Avez-vous été parfois découragé ?

 

Emmanuel Finkiel : Oui, mais bon, c’est mon tempérament, je suis assez vite découragé. Je me disais : « On n’a pas de film ». Durant le tournage, je trouvais que c’était sans fin, je ne savais pas où on se dirigeait. Je m’apprêtais à envisager d’autres solutions, peut-être un commentaire. Mais au montage, on a tenu à garder cette ligne de les suivre, de donner à chacun des moments de présence, de voir s’il y avait des évolutions, si ça nous racontait quelque chose. Et heureusement, ça fonctionne. Si je n’avais pas tenu sur la durée, je n’aurais pas eu ces scènes si importantes, des petits moments, certes, mais d’une grande importance, comme ce baiser du fils au père, ou la transformation de Chantal.

 

Il faut savoir soutenir votre film, à la fois délicat et très intense, parfois douloureux. Votre manière de filmer est sensible, intime.

 

Emmanuel Finkiel : J’ai fait un film sur les visages. Le paysage du film, c’est leurs visages. Je ne me lasse jamais de filmer les visages. Quand vous regardez dans la caméra, en focale un peu longue, avec une profondeur de champ réduite, le flou permet de détacher la personne du fond. Il n’y a pas de visage qui ne soit beau. La notion de l’épiphanie du visage telle que l’a décrite Lévinas, c’est très abstrait dans la vie de tous les jours, mais je le ressens mille fois dans le travail. Trop souvent au cinéma, les gens ne sont pas saisis comme sujets. Pour moi, être à l’écoute, à l’observation des visages est primordial. Je suis permet de dire qu’avant tout, l’existence est là. Avant tout.

 

C’est la première fois qu’un de vos films est audiodécrit.

 

Emmanuel Finkiel : Je vous l’avoue, je n’avais aucune idée de ce qu’était l’audiodescription. Et lorsque j’ai écouté le début du travail qu’a fait l’association Retour d’image, j’ai vraiment trouvé ça bien. J’avais envie de choisir chaque mot, car cela devient alors de la mise en scène. Il faut raconter et décrire ce que nous voyons, ne serait-ce que nommer les personnes qui sont à l’image. C’est un choix sensible. C’est pourquoi je n’ai pas voulu donner les noms des soignants dans l’audiodescription. Aux yeux des patients, les soignants sont une armée de blouses blanches, certes chacun avec son individualité, mais ça reste des soignants.

Quand l’audiodescriptrice me lisait le texte, je me laissais à rêver sur mon film. Sa description de Christophe, par exemple : « ce grand jeune homme qui marche »… Si l’audiodescription est mixée avec la bande-son du film, entendre cette description alors que nous le voyons marcher peut créer un effet magnifique. Je trouve que c’est vraiment une belle idée de mise en scène.

※

- **Consigne**:
Recopiez le passage de l'extrait source qui commence par « Avez-vous été parfois » et s'arrête après « transformation de Chantal. », en y remplaçant « découragé » par « abattu ».

※

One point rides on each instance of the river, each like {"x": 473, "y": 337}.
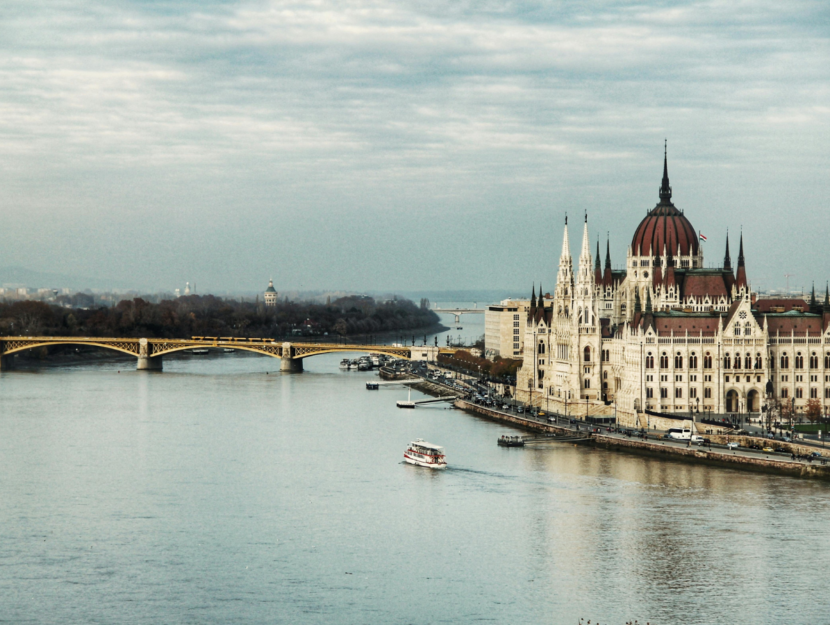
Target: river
{"x": 221, "y": 491}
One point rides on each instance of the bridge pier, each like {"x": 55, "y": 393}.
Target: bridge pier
{"x": 291, "y": 365}
{"x": 149, "y": 363}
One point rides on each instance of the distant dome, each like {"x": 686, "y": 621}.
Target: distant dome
{"x": 665, "y": 225}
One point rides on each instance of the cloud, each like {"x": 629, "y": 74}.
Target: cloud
{"x": 346, "y": 108}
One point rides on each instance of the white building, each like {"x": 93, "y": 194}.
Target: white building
{"x": 504, "y": 328}
{"x": 666, "y": 335}
{"x": 270, "y": 294}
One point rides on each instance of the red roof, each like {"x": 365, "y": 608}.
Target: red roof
{"x": 664, "y": 225}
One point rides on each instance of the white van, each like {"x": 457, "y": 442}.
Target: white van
{"x": 678, "y": 434}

※

- **Corrigé**:
Avez-vous été parfois abattu ?

 

Emmanuel Finkiel : Oui, mais bon, c’est mon tempérament, je suis assez vite abattu. Je me disais : « On n’a pas de film ». Durant le tournage, je trouvais que c’était sans fin, je ne savais pas où on se dirigeait. Je m’apprêtais à envisager d’autres solutions, peut-être un commentaire. Mais au montage, on a tenu à garder cette ligne de les suivre, de donner à chacun des moments de présence, de voir s’il y avait des évolutions, si ça nous racontait quelque chose. Et heureusement, ça fonctionne. Si je n’avais pas tenu sur la durée, je n’aurais pas eu ces scènes si importantes, des petits moments, certes, mais d’une grande importance, comme ce baiser du fils au père, ou la transformation de Chantal.